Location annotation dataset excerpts
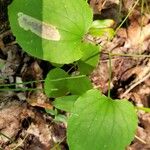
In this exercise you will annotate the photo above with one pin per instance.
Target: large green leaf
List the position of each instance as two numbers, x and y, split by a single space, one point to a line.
55 83
52 30
99 123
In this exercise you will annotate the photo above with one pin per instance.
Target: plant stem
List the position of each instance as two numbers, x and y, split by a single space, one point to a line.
143 108
24 83
127 16
110 72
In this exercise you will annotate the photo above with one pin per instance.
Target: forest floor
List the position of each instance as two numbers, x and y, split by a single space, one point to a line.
24 124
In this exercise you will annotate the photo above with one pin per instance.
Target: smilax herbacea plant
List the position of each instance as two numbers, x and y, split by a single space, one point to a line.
55 30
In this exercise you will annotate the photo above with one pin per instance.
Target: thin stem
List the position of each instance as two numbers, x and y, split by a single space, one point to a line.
6 136
110 72
19 89
143 108
127 16
24 83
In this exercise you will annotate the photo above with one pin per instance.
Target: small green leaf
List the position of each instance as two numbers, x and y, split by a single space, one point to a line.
52 30
55 83
51 112
99 123
89 60
107 23
106 32
78 86
61 118
65 103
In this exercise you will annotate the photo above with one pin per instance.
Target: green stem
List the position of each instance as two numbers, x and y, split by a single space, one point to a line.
24 83
127 16
143 108
19 89
110 72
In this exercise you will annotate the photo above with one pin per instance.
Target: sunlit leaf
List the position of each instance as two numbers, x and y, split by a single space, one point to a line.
99 123
52 30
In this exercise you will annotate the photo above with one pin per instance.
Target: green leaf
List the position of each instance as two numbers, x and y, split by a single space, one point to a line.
52 30
106 23
60 118
65 103
55 83
78 86
89 60
99 123
51 112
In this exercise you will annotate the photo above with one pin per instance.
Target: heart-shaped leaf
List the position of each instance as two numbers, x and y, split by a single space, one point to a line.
52 30
99 123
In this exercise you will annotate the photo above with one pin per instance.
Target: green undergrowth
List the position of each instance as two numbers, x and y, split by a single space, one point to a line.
58 33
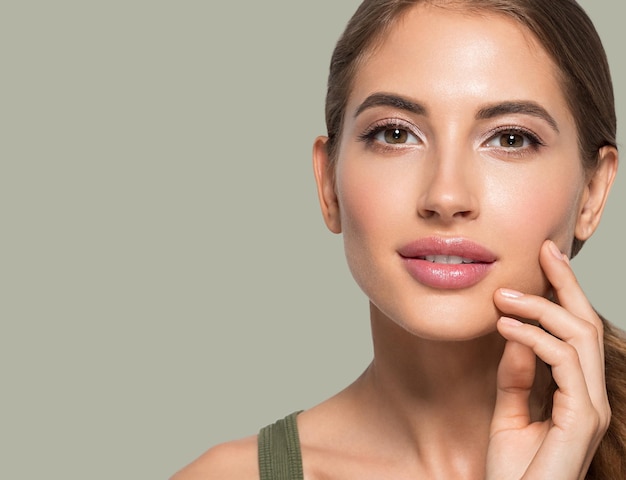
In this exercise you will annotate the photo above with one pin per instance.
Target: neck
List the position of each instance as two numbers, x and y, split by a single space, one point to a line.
436 397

The exercise: Can you retype every record above exactly, leaving out the pictures?

Solution for this task:
In this exercise you will annotate the photo above with one pin per instance.
Target: large green leaf
List the position of each instance as two numbers, x and y, split by a single space, one point to a line.
55 83
52 30
99 123
In this exercise you will annotate the photo above with one pin per instance.
Target: plant stem
List the position of each instance as two numbers, x and y, split by a single space, one point to a line.
143 108
24 83
127 16
110 72
In this exercise you will annotate the photo above with one pin per instance.
Target: forest floor
List the position of each instance as two numbers, x and y, split by a single space, one point to a line.
24 124
In this exercise you will annotate the photo above with one pin per instance.
Target: smilax herbacea plant
List the position of each instance as two numbers, x and y, split by a single space, one point to a line.
55 30
In this exercise you will annotate the photo above with one pin per instance.
Target: thin stem
List the position of each instance as two numbers, x and y, split by a single space, one point to a line.
6 136
110 72
19 89
143 108
127 16
24 83
In this exercise you will annotate the photo above with one pin per instance.
Target: small green leaf
List the position of each instance as two numbers, x and y, split by a single space, one point to a line.
52 30
55 83
51 112
99 123
89 60
107 23
106 32
78 86
61 118
65 103
In this exercise you will annotate the photo above with one pin per instance.
Target: green stem
List the position of each instance as two numbers, x and y, split by a single space, one point to a line.
24 83
127 16
143 108
19 89
110 72
In this exercise you will annotate the photo above with one pin per instance.
Target: sunlit leaf
List the position of each instance as two numbers, x and y, split by a single space, one point to a line.
99 123
52 30
In this exercise you will annotate the photo above with one pin per instance.
Target: green leaf
List the position of each instance as two numbers, x and y, split by a single space, one point to a line.
52 30
106 23
60 118
65 103
55 83
78 86
89 60
99 123
51 112
In this exercise you will annotate the photo above with one pin per instance.
Target: heart-shaped leaf
List the position of each instance as two numbers, x and y, split by a single space, one point to a line.
52 30
99 123
In this exercise you will annotate the photo above with one pin per instance.
Target: green undergrowth
List the position of each instance as two numbers, x and y, split by a single space, one point to a line.
58 33
In this exercise you will annotate the photo above with one pin per instance.
Target: neck
List the position of each instance as two numbers, x and y, split by a single space, one point to a line.
436 397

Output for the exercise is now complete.